> [DATA TO PROCESS]
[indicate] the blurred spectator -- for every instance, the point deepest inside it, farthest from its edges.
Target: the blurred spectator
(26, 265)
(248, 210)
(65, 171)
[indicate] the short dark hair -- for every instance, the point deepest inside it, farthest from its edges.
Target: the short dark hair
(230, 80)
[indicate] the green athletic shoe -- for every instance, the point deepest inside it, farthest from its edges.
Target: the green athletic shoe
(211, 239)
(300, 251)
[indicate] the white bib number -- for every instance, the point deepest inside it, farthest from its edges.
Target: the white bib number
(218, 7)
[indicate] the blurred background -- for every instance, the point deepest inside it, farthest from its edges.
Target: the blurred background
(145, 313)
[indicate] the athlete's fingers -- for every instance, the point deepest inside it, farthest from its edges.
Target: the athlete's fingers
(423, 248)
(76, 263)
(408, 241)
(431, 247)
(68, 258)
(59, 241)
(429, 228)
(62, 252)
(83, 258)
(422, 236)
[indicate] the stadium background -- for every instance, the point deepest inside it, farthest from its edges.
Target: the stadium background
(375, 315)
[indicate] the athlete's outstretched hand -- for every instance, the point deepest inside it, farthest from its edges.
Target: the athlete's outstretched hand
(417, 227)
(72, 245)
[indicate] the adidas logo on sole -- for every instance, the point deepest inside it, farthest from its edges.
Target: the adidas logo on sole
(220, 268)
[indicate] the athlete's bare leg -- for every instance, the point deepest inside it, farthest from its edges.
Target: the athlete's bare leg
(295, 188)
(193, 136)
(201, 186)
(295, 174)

* * *

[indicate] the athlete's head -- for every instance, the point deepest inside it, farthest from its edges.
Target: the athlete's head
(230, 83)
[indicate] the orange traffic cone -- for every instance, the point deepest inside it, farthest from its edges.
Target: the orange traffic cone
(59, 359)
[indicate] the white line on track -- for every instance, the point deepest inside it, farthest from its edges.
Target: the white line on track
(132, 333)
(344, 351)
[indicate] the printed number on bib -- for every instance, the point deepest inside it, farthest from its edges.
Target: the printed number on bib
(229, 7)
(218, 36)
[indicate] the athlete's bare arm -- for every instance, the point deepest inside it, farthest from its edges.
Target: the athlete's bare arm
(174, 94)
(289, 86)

> [WHAT THE TASK ASKS] Write down, word for word, the lines above from the one containing "[indicate] the athlete's fingers" through the one containing "[indicate] the athlete's bare leg", both ends included.

> [SOLUTION]
[indicate] the athlete's fingers -- for every instance, the point deepest inside it, farthest from its edges.
Target: the athlete's fingers
(423, 248)
(76, 263)
(408, 241)
(431, 247)
(68, 258)
(59, 241)
(429, 228)
(62, 252)
(83, 258)
(422, 236)
[indicate] the stadium background -- for every instance, the point deepest inside it, farthest from its edges.
Target: the stadium background
(375, 315)
[indicate] the athlete's outstretched hand -- for every instance, the point deepest inside it, farthest from its edges.
Target: the athlete's outstretched hand
(417, 227)
(72, 245)
[indicate] the adidas logo on sole -- for every instance, the point deepest inside it, farthest from its edges.
Target: the adidas logo on sole
(220, 268)
[indicate] the athlete's bare leg -- for every instance, the point deepest inside it, farthest from its edges.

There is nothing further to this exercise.